What you are asked to do:
Copy out the entire passage below on threading yarn through the hollow spindle, word for word.

Passage given:

The bottom 4 is provided with a radially extending channel 10. The outer port of the channel 10 is arranged opposite an opening 13.1 within the balloon limiter 13. A connector 11 which is connected to a compressed air source (not represented in the drawing ) may be inserted through the opening 13.1 in order to provide the channel 10 with compressed air.
The inner end of the channel 10 connects to a chamber 9 in which an injector nozzle 25 is provided within the inlet opening of a thread feeding channel 12 that extends through the spindle rotor 24. Above the injector nozzle 25 a thread brake 8 is provided within the hollow spindle 7 in a known manner.
When a thread F coming from the feed bobbin Sp is to be threaded the connector 11 is connected to the channel 10 so that compressed air is introduced into the chamber 9 and the injector nozzle 25 via the channel 10. The jet of compressed air generates a suction that will suck the thread F which is held at the upper end of the thread insertion pipe 26 downward and will guide the thread F after passing the thread brake 8 and the injector nozzle 25 through the thread feeding channel 12 until the thread leaves the thread feeding channel 12 via the outer opening 12.2 of the radial portion 12.1 which is arranged within the thread storage disk 3. As can be seen from FIG. 1 the jet of compressed air leaving the outer opening 12.2 of the thread feeding channel 12 should be deflected in an upward direction such that the thread F is introduced into the space between the protective pot and the balloon limiter 13 and is guided in an upward direction within this space so that the thread at the upper end of %he balloon limiter 13 may be gripped by operating personnel or an automatic device.
In the following paragraph the influence of various parameters to be considered in order to ensure a secure deflection in an upward direction after the thread leaves the thread feeding channel 12 via the outer opening 12.2 without providing a deflector plate that is fixedly arranged relative to the turntable will be discussed with the aid of FIG. 2.

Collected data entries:
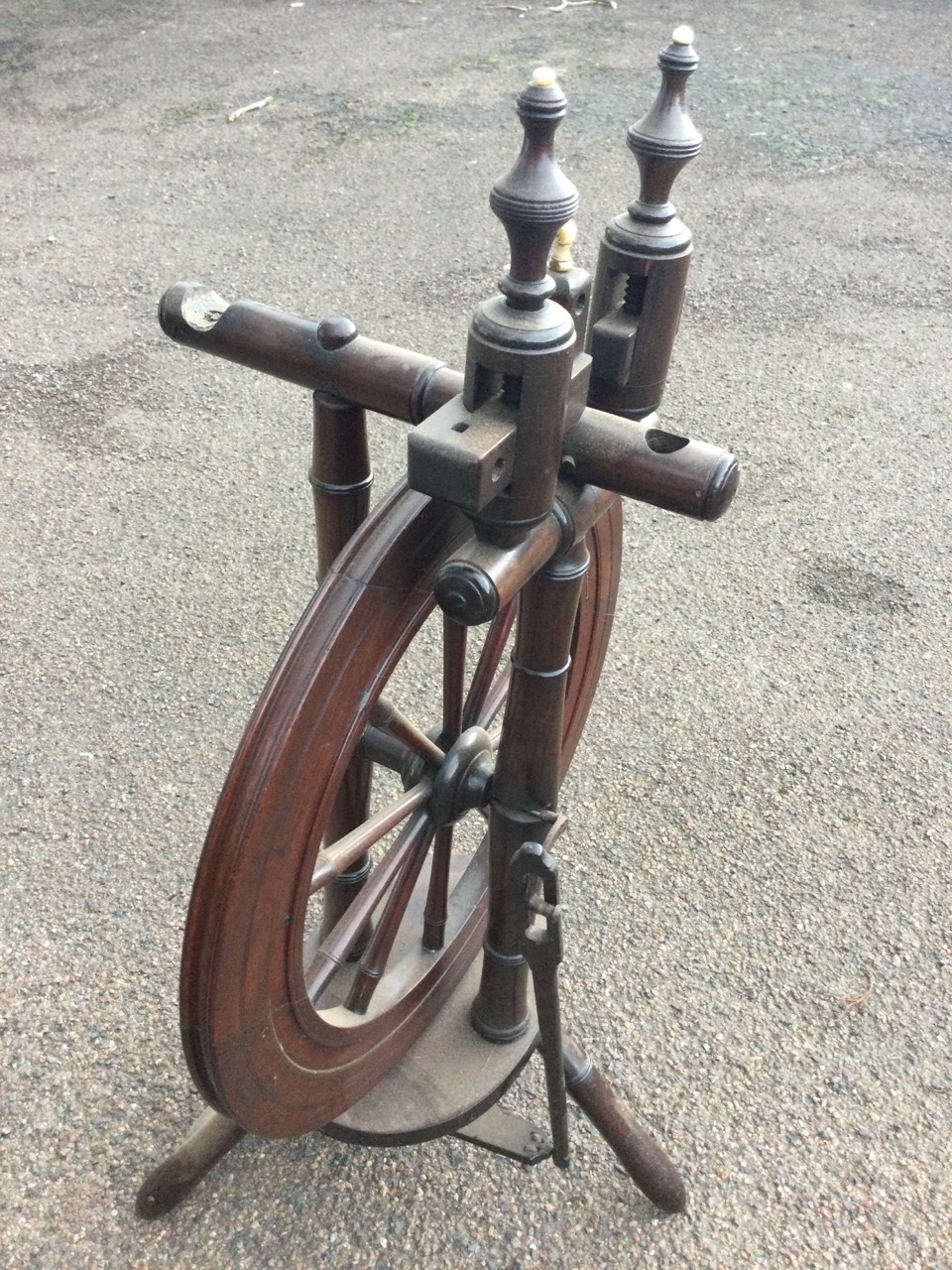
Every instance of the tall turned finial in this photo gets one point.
(665, 139)
(644, 257)
(495, 451)
(535, 198)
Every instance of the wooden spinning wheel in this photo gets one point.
(282, 1033)
(377, 887)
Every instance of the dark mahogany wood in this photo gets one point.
(258, 1048)
(330, 971)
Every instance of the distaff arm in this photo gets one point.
(631, 457)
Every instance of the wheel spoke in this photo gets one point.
(386, 716)
(343, 852)
(373, 962)
(384, 749)
(336, 947)
(453, 676)
(434, 917)
(486, 667)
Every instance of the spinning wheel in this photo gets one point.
(376, 889)
(282, 1032)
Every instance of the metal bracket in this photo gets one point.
(507, 1134)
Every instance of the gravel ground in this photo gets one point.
(757, 871)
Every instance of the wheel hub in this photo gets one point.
(463, 779)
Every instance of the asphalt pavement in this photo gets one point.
(757, 874)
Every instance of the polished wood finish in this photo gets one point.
(258, 1047)
(330, 971)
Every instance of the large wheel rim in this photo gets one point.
(258, 1048)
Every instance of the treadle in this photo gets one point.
(448, 1079)
(507, 1134)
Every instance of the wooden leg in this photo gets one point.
(648, 1166)
(211, 1137)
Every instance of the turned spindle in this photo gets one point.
(644, 255)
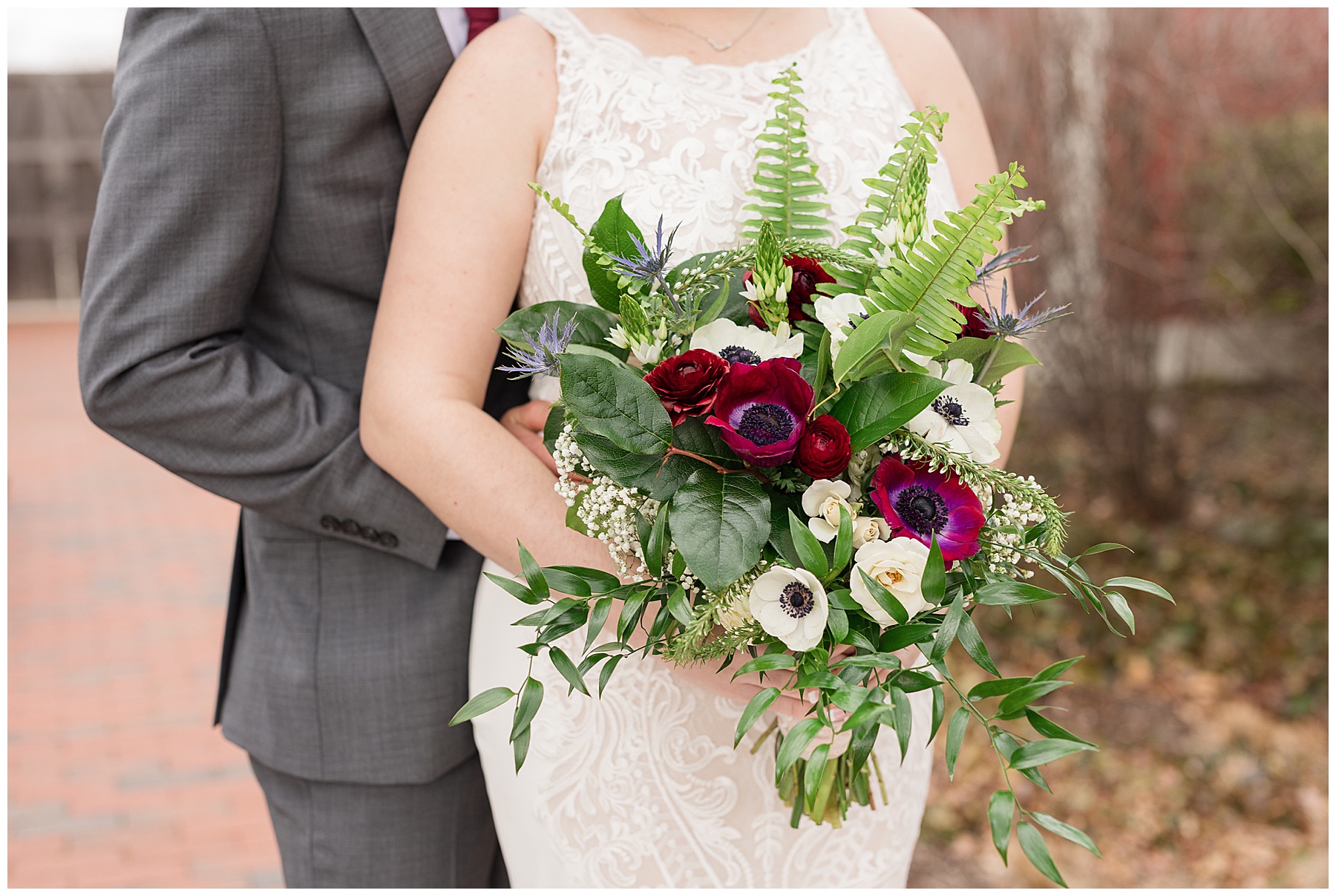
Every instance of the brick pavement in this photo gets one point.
(118, 585)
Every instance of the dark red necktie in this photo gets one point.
(481, 19)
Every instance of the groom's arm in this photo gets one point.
(191, 159)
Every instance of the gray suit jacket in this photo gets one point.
(252, 172)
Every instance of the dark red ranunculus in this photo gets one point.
(918, 503)
(762, 411)
(973, 322)
(808, 274)
(825, 449)
(687, 384)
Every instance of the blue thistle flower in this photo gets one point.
(547, 349)
(998, 322)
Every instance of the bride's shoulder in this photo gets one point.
(922, 56)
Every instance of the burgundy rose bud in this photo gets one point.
(808, 275)
(973, 322)
(825, 449)
(687, 384)
(762, 409)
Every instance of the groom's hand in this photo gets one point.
(525, 422)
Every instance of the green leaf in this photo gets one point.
(488, 700)
(616, 404)
(1050, 728)
(954, 737)
(1026, 695)
(902, 636)
(808, 549)
(514, 588)
(1037, 851)
(1098, 549)
(607, 672)
(631, 610)
(658, 543)
(531, 697)
(644, 471)
(679, 606)
(868, 338)
(721, 524)
(521, 748)
(843, 541)
(534, 575)
(1045, 751)
(934, 575)
(1055, 670)
(1001, 808)
(814, 771)
(592, 325)
(1009, 593)
(903, 716)
(568, 670)
(554, 425)
(795, 743)
(564, 583)
(1010, 356)
(767, 663)
(877, 406)
(754, 710)
(611, 235)
(973, 644)
(950, 625)
(1139, 585)
(1067, 831)
(995, 688)
(885, 598)
(836, 621)
(1120, 605)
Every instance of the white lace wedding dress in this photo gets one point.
(643, 785)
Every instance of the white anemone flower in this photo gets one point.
(791, 605)
(898, 566)
(746, 344)
(868, 529)
(835, 313)
(963, 417)
(822, 503)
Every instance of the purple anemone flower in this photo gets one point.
(762, 411)
(920, 504)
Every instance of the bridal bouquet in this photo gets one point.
(786, 448)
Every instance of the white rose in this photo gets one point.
(898, 566)
(868, 529)
(790, 604)
(822, 503)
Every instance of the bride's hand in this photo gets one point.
(525, 422)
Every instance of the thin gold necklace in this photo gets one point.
(718, 47)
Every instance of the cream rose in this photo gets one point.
(898, 566)
(822, 503)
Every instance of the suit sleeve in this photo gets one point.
(191, 166)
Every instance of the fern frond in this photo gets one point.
(931, 278)
(901, 185)
(786, 177)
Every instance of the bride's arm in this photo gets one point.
(933, 75)
(454, 265)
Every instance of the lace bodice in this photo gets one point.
(643, 785)
(678, 139)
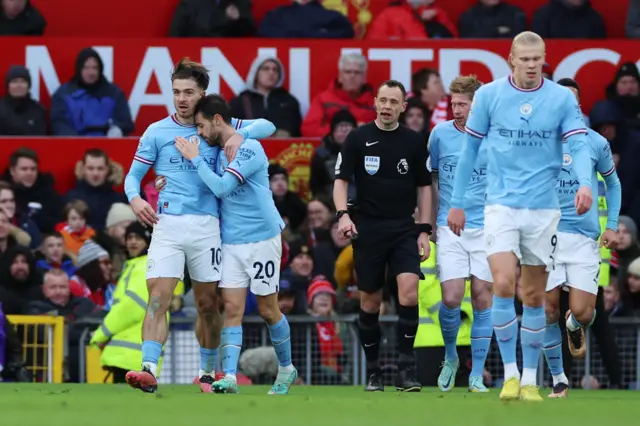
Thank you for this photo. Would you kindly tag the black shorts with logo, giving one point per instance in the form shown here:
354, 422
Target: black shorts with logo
381, 244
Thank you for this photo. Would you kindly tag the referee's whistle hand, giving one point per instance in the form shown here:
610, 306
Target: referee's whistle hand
455, 220
346, 228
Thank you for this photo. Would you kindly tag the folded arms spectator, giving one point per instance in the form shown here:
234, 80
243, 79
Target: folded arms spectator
89, 105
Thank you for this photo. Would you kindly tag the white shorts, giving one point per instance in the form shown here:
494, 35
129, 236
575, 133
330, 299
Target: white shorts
193, 240
463, 256
529, 234
254, 265
577, 263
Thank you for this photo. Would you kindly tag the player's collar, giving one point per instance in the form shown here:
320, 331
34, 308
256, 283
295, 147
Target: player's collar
513, 84
174, 117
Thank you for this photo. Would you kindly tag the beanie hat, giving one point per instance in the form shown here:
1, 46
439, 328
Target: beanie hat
138, 229
119, 212
320, 284
89, 252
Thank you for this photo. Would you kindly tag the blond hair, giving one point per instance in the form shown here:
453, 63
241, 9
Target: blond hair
465, 85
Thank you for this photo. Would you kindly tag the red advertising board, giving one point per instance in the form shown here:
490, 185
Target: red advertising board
142, 67
59, 156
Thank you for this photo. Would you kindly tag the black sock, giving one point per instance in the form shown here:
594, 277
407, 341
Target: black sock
370, 334
406, 334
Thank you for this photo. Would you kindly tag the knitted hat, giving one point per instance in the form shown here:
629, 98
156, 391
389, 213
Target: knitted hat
320, 284
89, 252
119, 212
138, 229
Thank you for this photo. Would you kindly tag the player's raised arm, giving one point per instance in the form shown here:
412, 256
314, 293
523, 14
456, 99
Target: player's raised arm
143, 159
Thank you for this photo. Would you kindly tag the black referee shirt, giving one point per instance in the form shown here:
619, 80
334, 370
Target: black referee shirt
388, 167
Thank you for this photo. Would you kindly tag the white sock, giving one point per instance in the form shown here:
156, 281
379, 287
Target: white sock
204, 373
153, 367
511, 370
560, 378
285, 369
529, 376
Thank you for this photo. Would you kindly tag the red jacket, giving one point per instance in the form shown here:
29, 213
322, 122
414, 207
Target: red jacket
317, 123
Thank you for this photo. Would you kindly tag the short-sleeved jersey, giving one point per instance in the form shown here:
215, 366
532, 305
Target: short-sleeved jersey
523, 131
445, 143
388, 166
248, 214
185, 192
567, 186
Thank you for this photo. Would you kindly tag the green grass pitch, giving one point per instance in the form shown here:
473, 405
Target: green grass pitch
114, 405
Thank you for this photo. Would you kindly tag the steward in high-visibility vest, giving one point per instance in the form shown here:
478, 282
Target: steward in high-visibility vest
605, 253
429, 301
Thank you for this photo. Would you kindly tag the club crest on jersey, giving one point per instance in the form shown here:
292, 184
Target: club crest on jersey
371, 164
525, 109
403, 166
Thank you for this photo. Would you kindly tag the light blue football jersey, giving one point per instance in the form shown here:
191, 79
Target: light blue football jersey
524, 131
248, 213
445, 144
185, 192
567, 186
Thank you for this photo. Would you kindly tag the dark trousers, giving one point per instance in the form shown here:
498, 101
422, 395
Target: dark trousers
601, 330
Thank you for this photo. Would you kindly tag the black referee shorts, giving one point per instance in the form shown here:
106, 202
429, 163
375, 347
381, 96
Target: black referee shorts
383, 243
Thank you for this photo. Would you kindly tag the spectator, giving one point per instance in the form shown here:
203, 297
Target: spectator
492, 19
426, 86
349, 91
628, 249
7, 241
20, 281
97, 175
305, 19
568, 19
323, 162
33, 190
207, 18
624, 95
58, 301
20, 18
264, 97
53, 256
19, 114
289, 204
633, 19
88, 105
120, 216
415, 117
93, 275
21, 227
11, 362
74, 229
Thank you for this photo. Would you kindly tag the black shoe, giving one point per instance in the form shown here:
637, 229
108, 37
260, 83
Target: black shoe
375, 384
406, 380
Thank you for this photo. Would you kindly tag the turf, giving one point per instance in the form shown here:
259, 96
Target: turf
113, 405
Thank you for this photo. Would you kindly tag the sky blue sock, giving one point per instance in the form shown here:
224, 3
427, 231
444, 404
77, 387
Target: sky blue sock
151, 351
281, 339
481, 334
230, 347
208, 359
553, 348
505, 325
449, 324
532, 331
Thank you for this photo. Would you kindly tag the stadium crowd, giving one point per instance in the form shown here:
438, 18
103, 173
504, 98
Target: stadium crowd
91, 234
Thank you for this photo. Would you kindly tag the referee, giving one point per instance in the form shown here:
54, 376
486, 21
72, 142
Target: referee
389, 164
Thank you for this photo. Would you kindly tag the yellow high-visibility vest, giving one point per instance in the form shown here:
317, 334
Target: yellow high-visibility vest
429, 301
605, 253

Correct result:
The bottom 4 is provided with a radially extending channel 10. The outer port of the channel 10 is arranged opposite an opening 13.1 within the balloon limiter 13. A connector 11 which is connected to a compressed air source (not represented in the drawing ) may be inserted through the opening 13.1 in order to provide the channel 10 with compressed air.
The inner end of the channel 10 connects to a chamber 9 in which an injector nozzle 25 is provided within the inlet opening of a thread feeding channel 12 that extends through the spindle rotor 24. Above the injector nozzle 25 a thread brake 8 is provided within the hollow spindle 7 in a known manner.
When a thread F coming from the feed bobbin Sp is to be threaded the connector 11 is connected to the channel 10 so that compressed air is introduced into the chamber 9 and the injector nozzle 25 via the channel 10. The jet of compressed air generates a suction that will suck the thread F which is held at the upper end of the thread insertion pipe 26 downward and will guide the thread F after passing the thread brake 8 and the injector nozzle 25 through the thread feeding channel 12 until the thread leaves the thread feeding channel 12 via the outer opening 12.2 of the radial portion 12.1 which is arranged within the thread storage disk 3. As can be seen from FIG. 1 the jet of compressed air leaving the outer opening 12.2 of the thread feeding channel 12 should be deflected in an upward direction such that the thread F is introduced into the space between the protective pot and the balloon limiter 13 and is guided in an upward direction within this space so that the thread at the upper end of %he balloon limiter 13 may be gripped by operating personnel or an automatic device.
In the following paragraph the influence of various parameters to be considered in order to ensure a secure deflection in an upward direction after the thread leaves the thread feeding channel 12 via the outer opening 12.2 without providing a deflector plate that is fixedly arranged relative to the turntable will be discussed with the aid of FIG. 2.